Coddled
In the wake of Michael Jackson’s death, Dr. Deepak Chopra went around the television stations denouncing the high-flying doctors who service the community of celebrities inhabiting Los Angeles.
These doctors, claims Chopra, use the cloak of their medical authority to enable celebrities to access prescription drugs. They facilitated what might be called legalized substance abuse.
Pending the final results of Jackson’s autopsy, we do not know if prescription drugs played a role in his death. It is widely acknowledged, however, that the pop icon was using pain killers and a wide range of other prescribed drugs.
Using the cloak of medical authority to facilitate substance abuse is probably a means open only to the wealthy. Everywhere else, substance abuse is a scourge propagated by the more traditional means: using the muscle of well-financed syndicates; corrupting law enforcers; and, exploiting political influence as a shield.
Take the case of Taguig, a city that has so suddenly gained notoriety for easy access to prohibited or controlled substances. The whole range, they say, may be had here: from the fashionable party drugs used with impunity in expensive bars and discos to the lowly “shabu”, sometimes referred to as the poor man’s cocaine.
Last week, agents of the PDEA arrested one Joel Tinga. In a buy-bust operation, agents caught Tinga with P100,000 worth of shabu.
-----
● Exercise objective: Extend the commentary on Michael Jackson's death, celebrity prescription drugs, and drug trafficking in Taguig, beginning after its final sentence about the arrest of Joel Tinga.
-----
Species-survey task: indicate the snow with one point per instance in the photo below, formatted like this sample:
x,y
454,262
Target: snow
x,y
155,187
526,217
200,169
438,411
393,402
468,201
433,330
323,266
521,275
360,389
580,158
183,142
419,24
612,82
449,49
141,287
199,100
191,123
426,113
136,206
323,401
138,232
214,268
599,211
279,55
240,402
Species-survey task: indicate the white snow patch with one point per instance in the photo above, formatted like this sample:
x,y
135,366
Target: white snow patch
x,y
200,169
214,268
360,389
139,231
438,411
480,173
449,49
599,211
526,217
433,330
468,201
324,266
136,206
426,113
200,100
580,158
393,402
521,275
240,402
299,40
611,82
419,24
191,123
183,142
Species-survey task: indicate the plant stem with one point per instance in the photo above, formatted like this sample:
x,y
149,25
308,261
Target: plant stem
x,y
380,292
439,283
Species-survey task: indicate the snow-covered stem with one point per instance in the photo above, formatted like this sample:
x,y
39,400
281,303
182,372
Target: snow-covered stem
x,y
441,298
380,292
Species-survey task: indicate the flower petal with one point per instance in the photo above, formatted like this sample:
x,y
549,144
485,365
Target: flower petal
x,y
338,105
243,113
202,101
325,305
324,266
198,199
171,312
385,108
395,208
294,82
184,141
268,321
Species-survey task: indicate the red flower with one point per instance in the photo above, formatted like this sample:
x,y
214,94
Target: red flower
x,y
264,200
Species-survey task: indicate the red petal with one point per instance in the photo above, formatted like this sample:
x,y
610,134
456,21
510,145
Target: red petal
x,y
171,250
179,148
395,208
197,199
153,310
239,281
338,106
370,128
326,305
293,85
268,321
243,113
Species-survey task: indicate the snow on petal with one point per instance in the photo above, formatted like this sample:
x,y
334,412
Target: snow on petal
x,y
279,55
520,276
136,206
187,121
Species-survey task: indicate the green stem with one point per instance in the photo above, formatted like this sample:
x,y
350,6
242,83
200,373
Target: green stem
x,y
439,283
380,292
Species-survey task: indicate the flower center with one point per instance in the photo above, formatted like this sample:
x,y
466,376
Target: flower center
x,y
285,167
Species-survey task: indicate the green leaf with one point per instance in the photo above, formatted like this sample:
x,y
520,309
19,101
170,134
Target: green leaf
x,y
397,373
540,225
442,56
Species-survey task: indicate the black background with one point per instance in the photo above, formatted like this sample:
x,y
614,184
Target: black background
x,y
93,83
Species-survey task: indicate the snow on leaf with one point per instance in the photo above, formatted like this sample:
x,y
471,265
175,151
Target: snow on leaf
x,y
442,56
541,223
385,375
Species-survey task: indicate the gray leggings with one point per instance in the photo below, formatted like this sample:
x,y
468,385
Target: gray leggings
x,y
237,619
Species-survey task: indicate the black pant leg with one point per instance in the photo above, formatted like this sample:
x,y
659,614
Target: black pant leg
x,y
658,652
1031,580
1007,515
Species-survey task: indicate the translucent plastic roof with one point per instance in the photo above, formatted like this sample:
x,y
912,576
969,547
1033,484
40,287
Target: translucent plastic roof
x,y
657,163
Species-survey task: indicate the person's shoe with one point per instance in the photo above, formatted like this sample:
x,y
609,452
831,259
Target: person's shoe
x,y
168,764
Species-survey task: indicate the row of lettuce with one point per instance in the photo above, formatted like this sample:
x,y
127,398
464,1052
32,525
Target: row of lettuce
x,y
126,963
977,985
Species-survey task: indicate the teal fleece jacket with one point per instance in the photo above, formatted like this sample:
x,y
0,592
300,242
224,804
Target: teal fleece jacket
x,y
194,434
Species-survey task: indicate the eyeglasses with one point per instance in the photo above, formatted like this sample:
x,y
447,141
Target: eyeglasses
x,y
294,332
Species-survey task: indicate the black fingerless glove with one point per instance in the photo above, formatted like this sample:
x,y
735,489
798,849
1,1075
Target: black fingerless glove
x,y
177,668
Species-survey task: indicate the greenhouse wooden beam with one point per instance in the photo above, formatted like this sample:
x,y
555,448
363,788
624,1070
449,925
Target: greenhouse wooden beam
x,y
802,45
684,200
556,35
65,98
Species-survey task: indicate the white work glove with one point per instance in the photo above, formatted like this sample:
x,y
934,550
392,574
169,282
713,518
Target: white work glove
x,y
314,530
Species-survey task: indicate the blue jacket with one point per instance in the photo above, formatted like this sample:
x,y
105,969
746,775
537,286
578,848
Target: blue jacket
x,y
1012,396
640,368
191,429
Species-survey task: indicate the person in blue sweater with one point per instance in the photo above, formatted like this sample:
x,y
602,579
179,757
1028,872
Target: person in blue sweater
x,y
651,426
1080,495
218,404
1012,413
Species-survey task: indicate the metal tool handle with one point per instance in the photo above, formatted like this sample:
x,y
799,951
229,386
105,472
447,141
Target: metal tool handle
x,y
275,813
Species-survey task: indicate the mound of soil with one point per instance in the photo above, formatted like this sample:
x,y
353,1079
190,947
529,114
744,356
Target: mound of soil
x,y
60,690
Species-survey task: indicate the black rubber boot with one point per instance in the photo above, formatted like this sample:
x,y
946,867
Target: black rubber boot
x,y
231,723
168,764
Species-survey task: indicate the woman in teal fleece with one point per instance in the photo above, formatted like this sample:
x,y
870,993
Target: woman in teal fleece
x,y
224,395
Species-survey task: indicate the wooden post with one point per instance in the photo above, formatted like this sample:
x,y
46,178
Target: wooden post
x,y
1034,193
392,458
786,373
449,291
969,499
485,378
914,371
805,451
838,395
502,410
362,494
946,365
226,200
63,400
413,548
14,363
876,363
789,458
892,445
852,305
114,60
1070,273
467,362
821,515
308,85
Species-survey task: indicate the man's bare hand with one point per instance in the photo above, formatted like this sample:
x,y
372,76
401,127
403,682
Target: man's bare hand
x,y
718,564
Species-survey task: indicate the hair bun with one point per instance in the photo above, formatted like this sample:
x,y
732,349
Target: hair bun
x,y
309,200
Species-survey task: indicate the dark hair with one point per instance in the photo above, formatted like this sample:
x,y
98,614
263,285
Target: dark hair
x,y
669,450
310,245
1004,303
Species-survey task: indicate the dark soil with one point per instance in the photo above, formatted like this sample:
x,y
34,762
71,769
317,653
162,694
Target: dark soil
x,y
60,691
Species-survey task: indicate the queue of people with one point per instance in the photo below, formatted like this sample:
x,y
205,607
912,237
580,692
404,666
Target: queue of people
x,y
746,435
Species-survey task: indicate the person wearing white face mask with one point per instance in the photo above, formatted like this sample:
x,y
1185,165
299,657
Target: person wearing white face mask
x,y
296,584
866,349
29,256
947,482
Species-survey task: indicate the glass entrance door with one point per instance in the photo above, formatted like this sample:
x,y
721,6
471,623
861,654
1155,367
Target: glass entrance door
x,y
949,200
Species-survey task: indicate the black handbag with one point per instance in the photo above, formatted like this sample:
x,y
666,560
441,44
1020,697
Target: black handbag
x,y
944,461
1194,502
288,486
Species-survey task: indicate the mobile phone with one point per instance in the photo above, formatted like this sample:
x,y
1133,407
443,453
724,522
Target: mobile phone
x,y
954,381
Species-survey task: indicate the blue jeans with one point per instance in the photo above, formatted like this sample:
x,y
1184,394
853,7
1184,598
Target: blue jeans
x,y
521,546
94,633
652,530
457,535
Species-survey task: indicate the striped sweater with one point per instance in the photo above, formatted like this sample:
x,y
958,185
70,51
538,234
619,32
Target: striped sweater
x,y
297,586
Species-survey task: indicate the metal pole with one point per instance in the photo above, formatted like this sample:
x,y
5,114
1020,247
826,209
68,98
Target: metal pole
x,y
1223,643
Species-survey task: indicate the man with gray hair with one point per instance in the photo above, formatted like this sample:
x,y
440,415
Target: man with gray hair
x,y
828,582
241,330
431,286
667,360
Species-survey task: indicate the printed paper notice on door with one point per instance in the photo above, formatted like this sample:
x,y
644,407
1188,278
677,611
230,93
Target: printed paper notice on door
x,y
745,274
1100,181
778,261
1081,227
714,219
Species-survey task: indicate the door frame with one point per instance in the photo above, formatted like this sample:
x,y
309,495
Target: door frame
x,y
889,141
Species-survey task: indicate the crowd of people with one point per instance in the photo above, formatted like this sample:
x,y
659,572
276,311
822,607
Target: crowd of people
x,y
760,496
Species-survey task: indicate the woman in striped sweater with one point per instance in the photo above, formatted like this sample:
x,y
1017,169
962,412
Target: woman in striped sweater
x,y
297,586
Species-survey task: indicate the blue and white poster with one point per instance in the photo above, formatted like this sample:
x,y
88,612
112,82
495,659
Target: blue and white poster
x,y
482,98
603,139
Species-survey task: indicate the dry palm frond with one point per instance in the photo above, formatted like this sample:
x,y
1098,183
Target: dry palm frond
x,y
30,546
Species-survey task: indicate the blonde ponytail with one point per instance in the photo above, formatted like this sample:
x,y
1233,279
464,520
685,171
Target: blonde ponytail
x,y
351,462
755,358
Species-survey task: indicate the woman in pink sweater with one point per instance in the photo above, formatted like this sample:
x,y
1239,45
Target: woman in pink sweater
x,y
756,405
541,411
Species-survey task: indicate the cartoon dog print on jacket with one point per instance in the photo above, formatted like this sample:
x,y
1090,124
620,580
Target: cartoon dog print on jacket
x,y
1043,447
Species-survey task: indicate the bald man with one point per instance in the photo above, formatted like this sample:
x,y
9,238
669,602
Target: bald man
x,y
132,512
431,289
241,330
-----
● Expected answer:
It might seem incidental that Joel is a cousin of Taguig mayor Freddie Tinga. But wait, go back to the records.
Months ago, three men — Fernando Tinga, Allan Carlos Tinga and Alberto Tinga — were arrested for drug pushing. They were found in what some reporters describe as the ancestral home of the Tinga political clan.
In another incident, two men named Bernado Tinga and Hector Tinga were arrested, also for drug pushing. Only the third man in that group, a certain Arnel Montano, was charged and meted life imprisonment for dealing in illegal drugs.
It is hard not to suspect that Montano was jailed, and his accomplices remain free, because he did not have the right surname.
Mayor Freddie Tinga, who succeeded his father who is now justice at the Supreme Court, has distanced himself from the arrested drug dealers. Despite sharing his surname, the mayor once claimed that several of those arrested were not his relatives.
But there is little he can do with the curse of a unique surname.
Indeed, how many Tingas could there be in Taguig and how distantly related could they possibly be?
The PDEA is now referring to a “Tinga drug syndicate.” The press has taken to using that phrase as well.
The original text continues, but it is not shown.